» Challenge 1
Using the VAPOR report, explain why KISTI has not yet formally issued a funding solicitation for the proposal. Answer in one to three sentences.
» Challenge 2
Answer these questions from the VAPOR report:
(a) What is the targeted drop date for the 2.0.2 patch release?
(b) What is the new path on Glade to the VAPOR data repository?
(c) Which university is Leigh Orf listed with?
» Challenge 3
Quote the stretch of the VAPOR report from "VAPOR Project" through "to VAPOR’s libraries.".

» Text segment
┄┄┄┄┄┄
Data Analysis Services Group - January 2011

News and Accomplishments

VAPOR Project

  • Project information is available at: http://www.vapor.ucar.edu
  • 2.0.2 release: Work began in January for a bug fix release of VAPOR following the major 2.0 release last December. The targeted drop date for this patch release is the end of February. Numerous small bugs have been fixed, including:
    • The API for defining AMR hierarchies was only working correctly for breadth-first, left-to-right traversal of the tree. Arbitrary traversal order is now possible.
    • A regression was introduced in 2.0 that prevented display of some existing AMR data sets
    • The binary installer was not installing shared libraries with base paths preventing external developers from linking to VAPOR’s libraries.
      All VAPOR library dependencies were rebuilt to reflect the new path on Glade to the VAPOR data repository (/glade/proj3/VAPOR). Additionally, Mac NFS was evaluated as an alternative for mounting the VAPOR data repository.
  • User outreach: To prepare for the next major release of VAPOR the team began holding in-person meetings with steering committee members and local users including: Ben Brown (U. of Wisc), Leigh Orf (U. of Central Michigan), Hsiao-Ming Hsu (NCAR), and Pablo Mininni (U. of Buenos Aires).
  • KISTI proposal: A first draft of the KISTI proposal to extend VAPOR to support global ocean circulation models was completed. We are waiting for KISTI to formally invite the proposal pending execution of KISTI’s contract with the Korean government for 2011. Continued work on the KISTI funding proposal to extend VAPOR to better support global ocean model data. KISTI informed us that they still do not have a contract in place for their own funding, and will not formally issue a funding solicitation until they do, hopefully in the next few weeks.
  • Documentation modernization: A draft plan for modernizing VAPOR’s user documentation was completed. The goals in restructuring the documentation are to: facilitate its use by the user community (e.g. supporting browser based searches), simplify maintenance of documentation by the VAPOR team, and eliminate the current redundant material.
┄┄┄┄┄┄
» Dataset content
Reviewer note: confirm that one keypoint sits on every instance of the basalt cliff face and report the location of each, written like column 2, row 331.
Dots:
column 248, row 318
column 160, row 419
┄┄┄┄┄┄
» Result 1
KISTI has not issued a funding solicitation because it does not yet have a contract in place for its own funding. That contract is with the Korean government for 2011, and KISTI says it will not formally issue the solicitation until the contract exists.

» Result 2
(a) The end of February.
(b) /glade/proj3/VAPOR
(c) U. of Central Michigan.

» Result 3
VAPOR Project

  • Project information is available at: http://www.vapor.ucar.edu
  • 2.0.2 release: Work began in January for a bug fix release of VAPOR following the major 2.0 release last December. The targeted drop date for this patch release is the end of February. Numerous small bugs have been fixed, including:
    • The API for defining AMR hierarchies was only working correctly for breadth-first, left-to-right traversal of the tree. Arbitrary traversal order is now possible.
    • A regression was introduced in 2.0 that prevented display of some existing AMR data sets
    • The binary installer was not installing shared libraries with base paths preventing external developers from linking to VAPOR’s libraries.